Excerpt from the dataset:
----------

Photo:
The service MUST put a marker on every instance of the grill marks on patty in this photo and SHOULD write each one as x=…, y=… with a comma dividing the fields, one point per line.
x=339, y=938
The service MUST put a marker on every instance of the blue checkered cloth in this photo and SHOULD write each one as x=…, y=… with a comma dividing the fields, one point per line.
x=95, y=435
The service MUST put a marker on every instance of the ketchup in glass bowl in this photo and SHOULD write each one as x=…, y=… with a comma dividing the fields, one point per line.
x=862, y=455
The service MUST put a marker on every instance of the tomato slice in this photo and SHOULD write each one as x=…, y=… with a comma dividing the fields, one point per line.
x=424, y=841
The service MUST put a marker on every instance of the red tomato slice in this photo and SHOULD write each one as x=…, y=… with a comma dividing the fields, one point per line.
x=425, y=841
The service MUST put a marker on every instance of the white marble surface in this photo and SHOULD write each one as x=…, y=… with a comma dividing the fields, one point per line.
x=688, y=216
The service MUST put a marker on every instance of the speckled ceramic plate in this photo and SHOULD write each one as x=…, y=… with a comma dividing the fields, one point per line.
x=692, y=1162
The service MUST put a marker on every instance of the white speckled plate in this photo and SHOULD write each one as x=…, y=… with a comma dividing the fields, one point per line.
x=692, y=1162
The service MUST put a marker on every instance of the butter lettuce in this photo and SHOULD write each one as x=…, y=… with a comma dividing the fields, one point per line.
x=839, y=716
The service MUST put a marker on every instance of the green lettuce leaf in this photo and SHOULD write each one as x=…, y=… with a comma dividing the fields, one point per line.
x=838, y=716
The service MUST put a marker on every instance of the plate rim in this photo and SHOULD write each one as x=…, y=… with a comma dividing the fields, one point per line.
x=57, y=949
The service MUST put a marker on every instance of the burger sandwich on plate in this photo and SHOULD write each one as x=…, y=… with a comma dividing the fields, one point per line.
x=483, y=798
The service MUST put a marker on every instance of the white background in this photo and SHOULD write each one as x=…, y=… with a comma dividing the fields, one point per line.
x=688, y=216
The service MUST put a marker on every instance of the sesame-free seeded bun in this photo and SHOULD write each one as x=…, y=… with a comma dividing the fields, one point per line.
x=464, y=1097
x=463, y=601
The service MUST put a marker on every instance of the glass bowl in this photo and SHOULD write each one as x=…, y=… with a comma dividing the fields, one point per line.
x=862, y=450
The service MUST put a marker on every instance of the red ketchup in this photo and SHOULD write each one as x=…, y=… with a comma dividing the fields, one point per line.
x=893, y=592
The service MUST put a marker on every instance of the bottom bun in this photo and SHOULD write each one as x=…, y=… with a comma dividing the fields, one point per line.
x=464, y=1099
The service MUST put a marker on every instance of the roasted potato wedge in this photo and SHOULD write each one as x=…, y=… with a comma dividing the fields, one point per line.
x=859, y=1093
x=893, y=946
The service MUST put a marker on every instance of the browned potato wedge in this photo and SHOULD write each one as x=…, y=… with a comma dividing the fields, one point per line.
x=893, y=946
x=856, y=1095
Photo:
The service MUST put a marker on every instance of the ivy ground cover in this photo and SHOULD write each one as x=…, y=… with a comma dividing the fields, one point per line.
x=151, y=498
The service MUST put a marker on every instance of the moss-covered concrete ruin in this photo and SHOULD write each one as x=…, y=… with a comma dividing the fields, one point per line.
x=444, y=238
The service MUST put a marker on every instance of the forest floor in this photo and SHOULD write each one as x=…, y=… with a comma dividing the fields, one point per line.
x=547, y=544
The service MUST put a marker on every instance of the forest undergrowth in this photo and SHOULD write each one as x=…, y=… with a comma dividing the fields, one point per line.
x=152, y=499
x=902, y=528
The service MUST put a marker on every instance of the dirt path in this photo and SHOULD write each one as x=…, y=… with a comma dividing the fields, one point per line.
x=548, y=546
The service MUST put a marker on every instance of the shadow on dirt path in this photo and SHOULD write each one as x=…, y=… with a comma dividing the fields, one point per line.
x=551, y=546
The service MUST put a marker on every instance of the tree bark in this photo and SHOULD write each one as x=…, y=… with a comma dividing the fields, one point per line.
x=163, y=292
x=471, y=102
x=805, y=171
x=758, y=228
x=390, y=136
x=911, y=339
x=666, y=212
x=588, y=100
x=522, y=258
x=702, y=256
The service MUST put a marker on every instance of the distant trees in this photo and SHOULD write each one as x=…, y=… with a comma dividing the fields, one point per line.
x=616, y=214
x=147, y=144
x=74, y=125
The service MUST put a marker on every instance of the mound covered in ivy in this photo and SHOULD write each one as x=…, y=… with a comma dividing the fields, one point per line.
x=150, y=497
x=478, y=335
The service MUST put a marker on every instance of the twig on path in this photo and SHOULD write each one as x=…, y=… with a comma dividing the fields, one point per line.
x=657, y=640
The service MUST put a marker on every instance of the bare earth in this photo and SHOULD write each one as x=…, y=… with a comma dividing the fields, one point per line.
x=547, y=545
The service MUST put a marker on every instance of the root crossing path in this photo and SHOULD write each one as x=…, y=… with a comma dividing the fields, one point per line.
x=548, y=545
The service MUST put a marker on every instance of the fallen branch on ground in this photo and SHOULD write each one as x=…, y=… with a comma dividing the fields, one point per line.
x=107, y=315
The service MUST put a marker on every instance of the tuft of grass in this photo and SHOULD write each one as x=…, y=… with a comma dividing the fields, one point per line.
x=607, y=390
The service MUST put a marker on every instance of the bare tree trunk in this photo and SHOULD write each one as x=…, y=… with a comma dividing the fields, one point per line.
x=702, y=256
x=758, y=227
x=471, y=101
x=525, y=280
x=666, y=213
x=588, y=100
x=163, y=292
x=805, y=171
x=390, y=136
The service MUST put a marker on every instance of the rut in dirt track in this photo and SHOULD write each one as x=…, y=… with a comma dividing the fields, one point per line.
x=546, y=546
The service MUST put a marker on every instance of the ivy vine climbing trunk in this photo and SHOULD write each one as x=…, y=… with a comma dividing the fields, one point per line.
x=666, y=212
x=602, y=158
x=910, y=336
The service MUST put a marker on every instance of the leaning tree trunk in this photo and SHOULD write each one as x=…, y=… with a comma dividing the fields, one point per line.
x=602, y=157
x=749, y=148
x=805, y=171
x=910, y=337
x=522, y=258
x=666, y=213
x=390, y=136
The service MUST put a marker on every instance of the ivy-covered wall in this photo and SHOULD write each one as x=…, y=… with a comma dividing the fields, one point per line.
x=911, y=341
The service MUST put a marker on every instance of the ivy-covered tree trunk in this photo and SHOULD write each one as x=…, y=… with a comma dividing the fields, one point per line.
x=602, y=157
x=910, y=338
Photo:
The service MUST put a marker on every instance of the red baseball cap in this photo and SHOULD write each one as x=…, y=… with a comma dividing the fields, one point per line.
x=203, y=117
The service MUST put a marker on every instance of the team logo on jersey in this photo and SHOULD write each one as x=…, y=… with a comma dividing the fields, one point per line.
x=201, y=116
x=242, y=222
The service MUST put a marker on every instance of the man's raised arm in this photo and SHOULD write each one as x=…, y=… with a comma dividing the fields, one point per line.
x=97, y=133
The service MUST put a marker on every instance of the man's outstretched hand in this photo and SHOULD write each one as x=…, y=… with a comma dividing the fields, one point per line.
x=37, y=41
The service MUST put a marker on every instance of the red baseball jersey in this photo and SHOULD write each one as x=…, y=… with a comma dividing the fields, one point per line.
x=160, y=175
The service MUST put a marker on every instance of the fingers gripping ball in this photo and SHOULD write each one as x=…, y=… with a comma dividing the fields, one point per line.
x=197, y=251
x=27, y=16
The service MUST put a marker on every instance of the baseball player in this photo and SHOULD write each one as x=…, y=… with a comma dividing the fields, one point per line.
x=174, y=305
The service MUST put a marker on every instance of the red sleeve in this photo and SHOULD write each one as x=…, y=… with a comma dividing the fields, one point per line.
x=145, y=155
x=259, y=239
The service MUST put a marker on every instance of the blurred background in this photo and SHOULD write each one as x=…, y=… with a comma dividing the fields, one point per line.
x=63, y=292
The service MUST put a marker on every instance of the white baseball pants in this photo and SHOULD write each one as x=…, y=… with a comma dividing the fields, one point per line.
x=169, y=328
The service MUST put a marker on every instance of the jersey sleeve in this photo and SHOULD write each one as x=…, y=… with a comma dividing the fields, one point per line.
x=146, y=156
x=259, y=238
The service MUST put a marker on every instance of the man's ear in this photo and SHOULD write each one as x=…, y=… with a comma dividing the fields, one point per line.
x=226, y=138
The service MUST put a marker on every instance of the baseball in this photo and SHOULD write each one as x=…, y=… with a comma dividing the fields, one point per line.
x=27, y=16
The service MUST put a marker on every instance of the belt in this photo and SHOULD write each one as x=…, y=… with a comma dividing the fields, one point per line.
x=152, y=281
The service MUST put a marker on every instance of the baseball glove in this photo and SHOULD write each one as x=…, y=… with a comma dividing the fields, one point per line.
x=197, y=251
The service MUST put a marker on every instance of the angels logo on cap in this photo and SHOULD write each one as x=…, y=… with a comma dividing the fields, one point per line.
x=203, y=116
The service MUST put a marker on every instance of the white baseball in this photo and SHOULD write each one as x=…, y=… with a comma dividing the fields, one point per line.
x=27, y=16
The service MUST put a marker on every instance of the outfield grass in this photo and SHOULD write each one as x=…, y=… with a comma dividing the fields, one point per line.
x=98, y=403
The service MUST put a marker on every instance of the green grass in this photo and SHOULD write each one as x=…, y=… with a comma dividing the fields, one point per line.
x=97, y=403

----------

> [WHAT YOU HAVE TO DO]:
Can you copy out, word for word, the lines from the very first one down to and including the line that contains "x=862, y=455"?

> [REPLY]:
Photo:
The service MUST put a marker on every instance of the grill marks on patty in this photo and SHOULD write each one as x=…, y=… with a comma dividing the fields, one point per line.
x=339, y=938
The service MUST put a marker on every instance of the blue checkered cloth in this photo and SHOULD write each one as x=…, y=… with a comma dividing the fields, one point per line.
x=95, y=435
The service MUST put a marker on every instance of the ketchup in glass bowl in this photo and SHOULD write each one as x=…, y=… with a comma dividing the fields, one point per line.
x=862, y=455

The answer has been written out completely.